### What you need to do
1: Answer these from the text about Ebrach, one line each:
(a) In what year was the abbey church finished?
(b) How many members make up the community council?
(c) What population figure had the community fallen to by 30 June 2007?
2: Carry on the text about the community of Ebrach, picking up after its final sentence.
(Beginning of Source document)
The community also has five traditional rural land units, known in German as Gemarkungen, named Buch, Ebrach, Großbirkach, Großgressingen and Neudorf bei Ebrach, the same names as five of the constituent communities (it is traditional for a Gemarkung to be named after a town or village lying nearby).

==History==
The former Cistercian Kloster Ebrach was founded in 1127 as one of the first Cistercian monasteries east of the Rhine by Berno and Richwin von Eberau, Frankish noblemen. In 1147, twelve monks from the mother monastery, Morimond, moved here. In 1200, Abbot Hermann I set to work on building the church, which was finished in 1280. It is 86 m long was built in the Gothic style. More than 50 windows, 26 altars and, above the portal, a rose window adorn the building. The windows were newly painted in 1887. The organ, with its 36 stops, is hailed as a masterwork. The abbey was dissolved in 1803 in the course of Secularization. Since the Reichsdeputationshauptschluss of 1803, the community has belonged to Bavaria. Ebrach Abbey only fell under direct Imperial authority once it had been shut down. Until 1803, this had been successfully disputed by the Hochstift of Würzburg. The abbey church became a parish church. Since 1851, the abbey buildings have served as a prison, nowadays known as Justizvollzugsanstalt Ebrach.

==Demographics==
Within municipal limits, 1,403 inhabitants were counted in 1900, 2,471 in 1970, 1,774 in 1987 and 2,017 in 2000. By 30 June 2007, however, the figure had fallen to 1,839.

==Governance==
The mayor is Daniel Vinzens, elected in March 2020.

The community council is made up of 12 members, listed here by party or voter community affiliation, and also with the number of seats that each holds, since the 2020 local elections:
- Ebracher Neue Liste: 4 seats
- CSU: 3 seats
- Freie Wähler Ebrach und Umland: 2 seats
- SPD: 2 seats
- Junge Ebracher Liste: 1 seat

===Coat of arms===
Ebrach’s arms might heraldically be described thus: Party per fess downwards Or and gules, in Or a boar sable springing, in his mouth an abbot’s crozier argent bendwise, in gules a bend argent wavy.

===Town twinning===
- Eisbach in the Steiermark, Austria
- Georgenthal in Thuringia

==Economy==
In 1999, municipal tax revenue, converted to euros, amounted to €969,000 of which business taxes (net) amounted to €353,000.

Owing to the community’s location in the Steigerwald, wood is a significant economic factor.
(End of Source document)
(Beginning of Provided records)
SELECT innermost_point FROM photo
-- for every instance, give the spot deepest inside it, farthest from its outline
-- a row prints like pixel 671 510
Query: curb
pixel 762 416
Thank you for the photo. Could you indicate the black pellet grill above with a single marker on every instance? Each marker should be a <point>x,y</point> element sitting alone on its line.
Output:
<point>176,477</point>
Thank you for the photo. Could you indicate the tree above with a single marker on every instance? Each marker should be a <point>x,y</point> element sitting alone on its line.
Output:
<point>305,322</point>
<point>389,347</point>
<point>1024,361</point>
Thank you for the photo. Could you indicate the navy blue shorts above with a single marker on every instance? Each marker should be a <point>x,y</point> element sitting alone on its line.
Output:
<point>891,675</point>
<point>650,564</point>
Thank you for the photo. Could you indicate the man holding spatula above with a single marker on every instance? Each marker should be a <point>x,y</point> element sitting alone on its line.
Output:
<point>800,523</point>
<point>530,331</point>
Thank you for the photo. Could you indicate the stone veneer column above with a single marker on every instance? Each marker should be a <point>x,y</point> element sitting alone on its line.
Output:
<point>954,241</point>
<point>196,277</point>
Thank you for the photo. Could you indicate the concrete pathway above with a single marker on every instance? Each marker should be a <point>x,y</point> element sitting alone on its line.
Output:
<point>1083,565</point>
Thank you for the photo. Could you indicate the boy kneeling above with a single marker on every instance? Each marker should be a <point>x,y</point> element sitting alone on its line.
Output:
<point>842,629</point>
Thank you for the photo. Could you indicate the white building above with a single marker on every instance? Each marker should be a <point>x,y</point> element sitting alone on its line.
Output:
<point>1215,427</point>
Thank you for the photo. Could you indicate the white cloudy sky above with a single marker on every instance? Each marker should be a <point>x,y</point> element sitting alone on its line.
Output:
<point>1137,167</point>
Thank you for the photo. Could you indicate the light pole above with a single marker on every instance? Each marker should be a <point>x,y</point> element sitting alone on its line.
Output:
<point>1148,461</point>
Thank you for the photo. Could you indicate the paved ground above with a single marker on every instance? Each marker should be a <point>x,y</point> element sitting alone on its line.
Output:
(End of Provided records)
### Answers by task
1:
(a) 1280
(b) 12
(c) 1,839

2:
According to official statistics, there were 23 workers on the social welfare contribution rolls working in agriculture or forestry, 330 in producing businesses in 1998, and in trade and transport 36. In other areas, 100 workers on the social welfare contribution rolls were employed, and 476 such workers worked from home. In processing businesses and in construction there was one business each. Furthermore, in 1999, there were 52 agricultural operations with a working area of 1 077 ha, of which 766 ha was cropland and 310 ha was meadowland.

==Infrastructure==
- Naturbad (a swimming pool fed by a natural water source, reopened 2005)
- Justizvollzugsanstalt Ebrach

===Transport===
Ebrach lies on Bundesstraße 22. The railway line to Bamberg was abandoned and has since been torn up.

==Culture and sightseeing==

===Sightseeing===
- Ebrach Abbey
- St. Johanniskirche (church) in Großbirkach

===Regular events===
- Ebrach Summer Music Festival
- Ebracher Kirchweih (church consecration festival)

==Education==
In 1999, the following institutions existed in Ebrach:
- 50 kindergarten places with 36 children
- Primary school with 8 teachers and 142 pupils
- Steigerwaldschule (state Realschule) with 35 teachers and 682 students

==Notable people==

===Sons and daughters of the town===
- Max Jobst (b. 9 February 1908, missing since January 1943), German composer
- Heinrich Aigner (b 25 May 1924; d. 24 March 1988), German politician (CSU), MdB, MdEP

===Persons connected with the community===
- Georg Sperber (b. 1933 in Nuremberg), forester and specialized book author, lives in Ebrach. He was from 1972 to 1998 leader of the Ebrach Forest Office.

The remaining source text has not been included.